Exercise aim - The first line of the entries is where the copy starts and the line with "box: [256, 804, 282, 882]" is where it ends; set down each line exactly, both ends included, and drop pictures.

(Stored dataset items)
"""

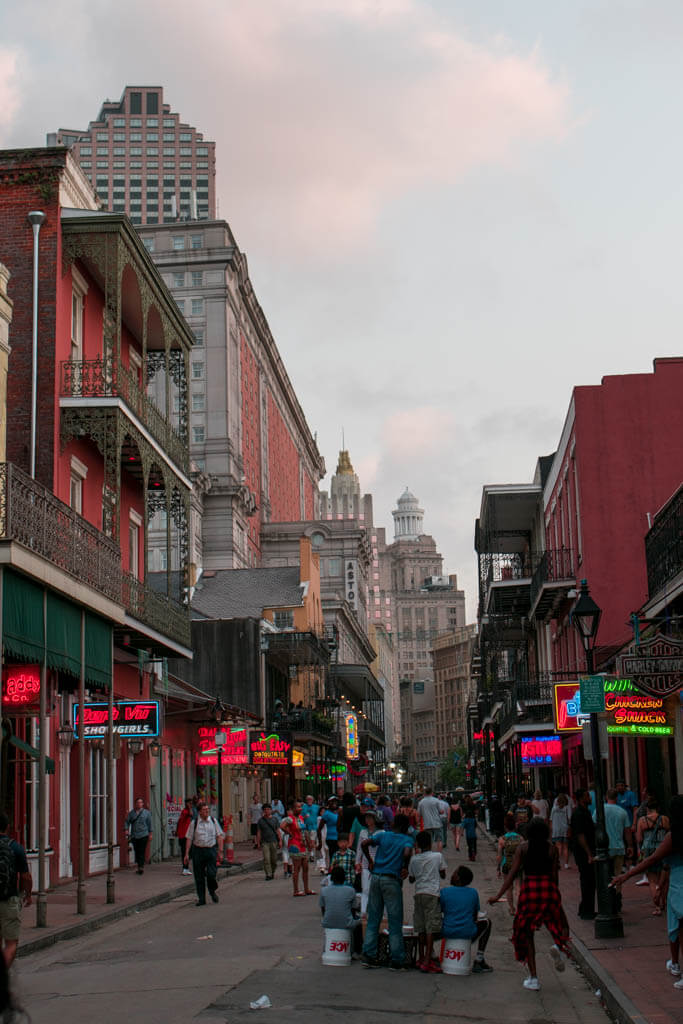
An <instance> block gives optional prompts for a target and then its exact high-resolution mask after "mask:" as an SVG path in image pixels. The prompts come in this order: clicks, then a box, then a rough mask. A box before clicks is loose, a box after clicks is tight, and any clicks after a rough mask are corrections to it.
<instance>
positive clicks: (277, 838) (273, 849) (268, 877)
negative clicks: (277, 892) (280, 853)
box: [256, 804, 282, 882]
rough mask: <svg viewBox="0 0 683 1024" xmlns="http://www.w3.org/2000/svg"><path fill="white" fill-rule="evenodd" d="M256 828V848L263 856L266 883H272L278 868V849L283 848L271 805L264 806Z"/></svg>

"""

The answer -
An <instance> block gives optional prompts for a target and then its exact high-resolution mask after "mask:" as an SVG path in image pixels. The prompts come in this order: clicks, then a box, then a rough mask. A box before clicks is loose, a box after clicks is tight, and any clicks after a rough mask are corrections to it.
<instance>
positive clicks: (277, 838) (273, 849) (268, 877)
negative clicks: (277, 892) (280, 853)
box: [256, 804, 282, 882]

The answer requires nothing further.